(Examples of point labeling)

[start]

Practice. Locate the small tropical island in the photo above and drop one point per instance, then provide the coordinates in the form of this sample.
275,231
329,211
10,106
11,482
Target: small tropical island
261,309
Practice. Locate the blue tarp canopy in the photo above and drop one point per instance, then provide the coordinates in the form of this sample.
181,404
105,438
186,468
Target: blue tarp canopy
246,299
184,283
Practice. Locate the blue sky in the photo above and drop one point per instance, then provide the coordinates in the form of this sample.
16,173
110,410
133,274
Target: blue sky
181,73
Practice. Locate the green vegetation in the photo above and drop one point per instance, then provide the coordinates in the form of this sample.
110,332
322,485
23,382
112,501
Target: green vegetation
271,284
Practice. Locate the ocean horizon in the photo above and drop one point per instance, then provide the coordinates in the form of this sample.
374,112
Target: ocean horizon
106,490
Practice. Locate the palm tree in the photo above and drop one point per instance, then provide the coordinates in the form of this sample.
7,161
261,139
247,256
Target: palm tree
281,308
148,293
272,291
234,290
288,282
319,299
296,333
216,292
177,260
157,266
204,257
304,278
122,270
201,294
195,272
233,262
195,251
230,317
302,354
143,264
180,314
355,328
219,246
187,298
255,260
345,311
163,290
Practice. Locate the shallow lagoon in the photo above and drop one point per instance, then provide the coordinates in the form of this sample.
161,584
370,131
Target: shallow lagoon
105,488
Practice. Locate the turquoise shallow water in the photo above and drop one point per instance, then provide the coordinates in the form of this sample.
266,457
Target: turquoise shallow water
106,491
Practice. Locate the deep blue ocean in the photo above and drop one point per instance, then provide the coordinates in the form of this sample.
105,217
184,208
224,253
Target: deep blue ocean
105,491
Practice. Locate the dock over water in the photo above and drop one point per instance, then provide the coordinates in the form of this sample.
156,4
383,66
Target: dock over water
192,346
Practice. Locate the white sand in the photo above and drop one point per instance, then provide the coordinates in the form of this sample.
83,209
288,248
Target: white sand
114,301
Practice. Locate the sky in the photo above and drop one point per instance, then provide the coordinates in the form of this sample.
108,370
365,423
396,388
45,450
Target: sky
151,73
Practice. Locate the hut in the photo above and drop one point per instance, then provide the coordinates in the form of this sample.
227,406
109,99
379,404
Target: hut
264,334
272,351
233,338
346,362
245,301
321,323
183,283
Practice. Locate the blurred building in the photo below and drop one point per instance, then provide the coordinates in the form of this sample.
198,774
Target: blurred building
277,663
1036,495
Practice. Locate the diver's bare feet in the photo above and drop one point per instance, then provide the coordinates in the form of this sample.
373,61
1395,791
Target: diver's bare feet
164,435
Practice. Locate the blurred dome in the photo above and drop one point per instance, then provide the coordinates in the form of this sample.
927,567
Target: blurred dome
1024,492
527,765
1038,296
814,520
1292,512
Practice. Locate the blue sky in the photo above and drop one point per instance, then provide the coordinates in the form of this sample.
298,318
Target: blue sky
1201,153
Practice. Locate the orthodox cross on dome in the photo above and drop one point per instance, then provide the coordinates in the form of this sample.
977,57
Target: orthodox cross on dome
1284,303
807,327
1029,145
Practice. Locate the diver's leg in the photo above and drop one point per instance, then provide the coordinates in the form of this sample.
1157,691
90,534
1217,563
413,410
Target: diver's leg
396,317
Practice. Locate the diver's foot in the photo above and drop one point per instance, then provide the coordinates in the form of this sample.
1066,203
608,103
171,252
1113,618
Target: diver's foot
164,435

[end]

WRITTEN EXERCISE: Convert every line of the listing above into a numbered list, skipping any blank lines.

RESPONSE:
1. Practice. Locate the small tropical island in the photo above and drop one point per instance, then provide the coordinates in the form of this sample.
2. 275,231
3. 329,211
4. 10,106
5. 11,482
6. Target: small tropical island
7. 261,309
8. Practice. Locate the blue tarp canopy in the photo above and drop one point per instance, then provide the coordinates in the form of this sample.
9. 181,404
10. 105,438
11. 186,468
12. Target: blue tarp canopy
13. 246,299
14. 184,283
15. Practice. Locate the blue sky in the photo above and drop one point per instance, then provide the coordinates in the form of this sample.
16. 16,173
17. 110,410
18. 133,274
19. Target: blue sky
20. 181,73
21. Practice. Locate the green vegetation in the photo above and drop one point per instance, then provide the coordinates in the form of this sample.
22. 110,332
23. 322,485
24. 23,382
25. 112,501
26. Target: green vegetation
27. 271,284
28. Practice. Locate the ocean horizon in the photo above and drop one point per instance, then provide the coordinates in the form of this sample.
29. 374,112
30. Target: ocean horizon
31. 106,490
32. Practice. Locate the palm tree in the photo above and drop one point per instance, then provide the coordinates in the form of this sample.
33. 7,161
34. 261,139
35. 247,256
36. Target: palm tree
37. 281,308
38. 148,293
39. 272,291
40. 234,290
41. 288,282
42. 319,299
43. 296,333
44. 216,292
45. 177,260
46. 157,266
47. 204,257
48. 304,278
49. 122,270
50. 201,294
51. 195,272
52. 233,262
53. 195,251
54. 230,317
55. 302,354
56. 143,264
57. 180,314
58. 355,328
59. 219,246
60. 187,298
61. 255,260
62. 345,311
63. 163,290
64. Practice. Locate the shallow lagoon in the photo above and drop one point per instance, then provide the coordinates in the form of this sample.
65. 161,584
66. 370,131
67. Target: shallow lagoon
68. 105,488
69. Practice. Locate the turquoise shallow water in the photo above and drop one point per instance, then provide the coordinates in the form of this sample.
70. 266,457
71. Target: turquoise shallow water
72. 106,491
73. Practice. Locate the deep blue ocean in the photo above and drop one point per instance, then provide the coordinates in the form of this sample.
74. 105,217
75. 184,208
76. 224,253
77. Target: deep blue ocean
78. 105,491
79. Practice. Locate the dock over water in the photo above and drop one point per instance, then provide the coordinates in the form of this sample.
80. 156,4
81. 383,66
82. Target: dock over water
83. 192,346
84. Practice. Locate the white sand in the photo above and drop one point per instance, then provide the coordinates in the form of this sample.
85. 83,209
86. 288,248
87. Target: white sand
88. 114,301
89. Practice. Locate the sky in the photo above and drop one point per instance, then provide the coordinates in the form of this sample.
90. 108,370
91. 365,423
92. 396,388
93. 45,450
94. Target: sky
95. 151,73
96. Practice. Locate the hut in the photo above and drop one point per instance, then provide the coordinates in the form of this sample.
97. 227,406
98. 109,99
99. 379,404
100. Target: hut
101. 264,334
102. 272,351
103. 233,338
104. 346,362
105. 245,301
106. 321,323
107. 183,283
108. Practice. Locate the blurred building in the photo below and drop one point per instance, then provide the coordinates in the form of this sample.
109. 198,774
110. Target: blurred building
111. 277,663
112. 1036,495
113. Practice. Locate the diver's bare feet in the photo above and drop one point per instance, then provide the coordinates in the form of this sample.
114. 373,61
115. 1395,791
116. Target: diver's bare feet
117. 164,435
118. Practice. Locate the blurred dome in the photo above and drop one point per instance, then provide the coordinates in the form of this sample.
119. 927,567
120. Target: blurred dome
121. 1024,492
122. 527,765
123. 1038,296
124. 814,520
125. 1292,512
126. Practice. Locate the blue sky in the photo above and drop one point per instance, then provide the coordinates in the form of this sample.
127. 298,318
128. Target: blue sky
129. 1201,153
130. Practice. Locate the orthodox cross on dome in the photo above and drop one point per instance, then provide the coordinates in the form of this sample.
131. 977,57
132. Target: orthodox cross on dome
133. 1284,303
134. 807,327
135. 1029,145
136. Practice. Locate the diver's leg in the photo above and drop one point per instance, then provide the coordinates in the form of this sample.
137. 1157,691
138. 90,534
139. 1217,563
140. 413,410
141. Target: diver's leg
142. 396,317
143. Practice. Locate the diver's foot in the photo above and drop one point per instance, then provide the coordinates in the form of this sample.
144. 1066,203
145. 608,103
146. 171,252
147. 1113,618
148. Target: diver's foot
149. 164,435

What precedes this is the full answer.